> Exercise 1:
In the eLife review document, how many peer reviewers evaluated the submitted article?
> Exercise 2:
Copy the stretch of the eLife review document from "Thank you for" through "a revised submission." word for word.
> Exercise 3:
According to the eLife review document, why do the reviewers ask the authors to provide a fully annotated GenBank file?

> Document section:
In the interests of transparency, eLife publishes the most substantive revision requests and the accompanying author responses.

Acceptance summary:

This article greatly improves our understanding of the human betaherpesvirus subfamily of the large family of herpesviruses by mapping the genomes of Human Herpesviruses 6A and 6B in great detail. By using ribosome profiling and RNAseq, several new open reading frames (ORFs) were identified, and comparison of the data with human cytomegalovirus showed that a number of these ORFs are conserved between these two betaherpesviruses. In addition, three highly abundant long non-coding RNAs (lncRNAs) have been identified. This work provides an important basis for future work on these herpesviruses.

Decision letter after peer review:

Thank you for submitting your article "Comprehensive annotations of human herpesvirus 6A and 6B genomes reveal novel and conserved genomic features" for consideration by eLife. Your article has been reviewed by three peer reviewers, one of whom is a member of our Board of Reviewing Editors, and the evaluation has been overseen by Päivi Ojala as the Senior Editor. The following individual involved in review of your submission has agreed to reveal their identity: Bhupesh K Prusty (Reviewer #3).

The reviewers have discussed the reviews with one another and the Reviewing Editor has drafted this decision to help you prepare a revised submission.

Summary:

In the manuscript "Comprehensive annotations of Human Herpesvirus 6A and 6B genomes reveal novel and conserved genomic features", Finkel et al. employed an integrative transcription and translation start site profiling approach to comprehensively characterize the gene products of HHV-6A and HHV-6B in HSB2 and MOLT-3 cells, respectively. They identified hundreds of novel viral transcripts and ORFs, including many uORFs and iORFs. The authors observed conserved patterns of uORF translation across betaherpesviruses. Supporting the role of alternate transcription start sites observed in other herpesviruses, they also observed prevalent non-canonical translation start site usage in both HHV-6A and HHV-6B. Most interestingly, they identified three highly expressed viral large non-coding RNAs that presumably reflect conserved viral large non-coding RNAs known to be expressed by other betaherpesviruses. One of these generated a non-polyadenylated stable intron that seems to be conserved among betaherpesviruses. In summary, this is first systematic study that comprehensively analyses viral gene expression in both HHV-6A and HHV-6B as well as its conservation in HCMV. The respective data will be invaluable not only for the entire HHV-6 community but for the herpesvirus field in general.

Essential revisions:

1) In the manuscript, the authors emphasize the comprehensive annotation of human herpesvirus 6A and 6B. Unfortunately, they do not provide a format the research community could use. They should provide a fully annotated GenBank file based on their exciting data (incl. new genes, splice variant and SNPs) that the community can use and cite.

2) The authors used lactimidomycin (LTM) and Harringtonine (Harr) treatments for mapping translation initiation. In Figure 1 and several other panels they show the LTM data; however, for many other panels they left it out. Was the LTM data not consistent with the Harr data in these analyses? If the LTM data was comparable to Harr, the authors should include this line as done for the other panels. If not, the authors should discuss the differences between the two treatments.

3) The authors should include a figure that depicts the signal-to-noise ratio of their Ribo-seq data (triplet-shifts of the translating ribosomes (cumulative reads in the three different frames in relation to the transcription start site)).

> Given entries:
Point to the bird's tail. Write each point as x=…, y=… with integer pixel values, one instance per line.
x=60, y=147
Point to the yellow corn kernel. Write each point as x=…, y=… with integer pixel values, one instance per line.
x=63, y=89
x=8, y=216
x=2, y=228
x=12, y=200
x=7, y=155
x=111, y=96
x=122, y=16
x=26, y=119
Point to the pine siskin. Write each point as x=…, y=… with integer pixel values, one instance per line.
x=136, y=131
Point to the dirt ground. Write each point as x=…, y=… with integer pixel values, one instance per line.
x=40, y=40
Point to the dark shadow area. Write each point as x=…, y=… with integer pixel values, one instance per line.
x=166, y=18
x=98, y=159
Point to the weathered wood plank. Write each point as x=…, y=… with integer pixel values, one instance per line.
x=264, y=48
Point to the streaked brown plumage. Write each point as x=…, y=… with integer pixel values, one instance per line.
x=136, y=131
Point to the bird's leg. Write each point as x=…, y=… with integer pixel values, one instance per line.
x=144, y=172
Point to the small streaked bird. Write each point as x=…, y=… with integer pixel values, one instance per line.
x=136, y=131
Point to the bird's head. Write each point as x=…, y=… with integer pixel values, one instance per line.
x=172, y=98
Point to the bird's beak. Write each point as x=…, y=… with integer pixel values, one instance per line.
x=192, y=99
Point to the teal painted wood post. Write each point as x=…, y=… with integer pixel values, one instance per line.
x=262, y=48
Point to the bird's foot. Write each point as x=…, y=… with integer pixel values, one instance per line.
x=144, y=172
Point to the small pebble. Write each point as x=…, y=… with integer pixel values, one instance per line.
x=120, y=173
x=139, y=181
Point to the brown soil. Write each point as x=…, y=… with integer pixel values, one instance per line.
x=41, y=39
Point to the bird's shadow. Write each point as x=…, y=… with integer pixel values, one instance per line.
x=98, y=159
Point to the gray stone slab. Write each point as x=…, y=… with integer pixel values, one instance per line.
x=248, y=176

> Task result 1:
Three peer reviewers.

> Task result 2:
Thank you for submitting your article "Comprehensive annotations of human herpesvirus 6A and 6B genomes reveal novel and conserved genomic features" for consideration by eLife. Your article has been reviewed by three peer reviewers, one of whom is a member of our Board of Reviewing Editors, and the evaluation has been overseen by Päivi Ojala as the Senior Editor. The following individual involved in review of your submission has agreed to reveal their identity: Bhupesh K Prusty (Reviewer #3).

The reviewers have discussed the reviews with one another and the Reviewing Editor has drafted this decision to help you prepare a revised submission.

> Task result 3:
The manuscript emphasizes a comprehensive annotation of human herpesvirus 6A and 6B but offers no format the research community could use. A fully annotated GenBank file would give the community something it can use and cite.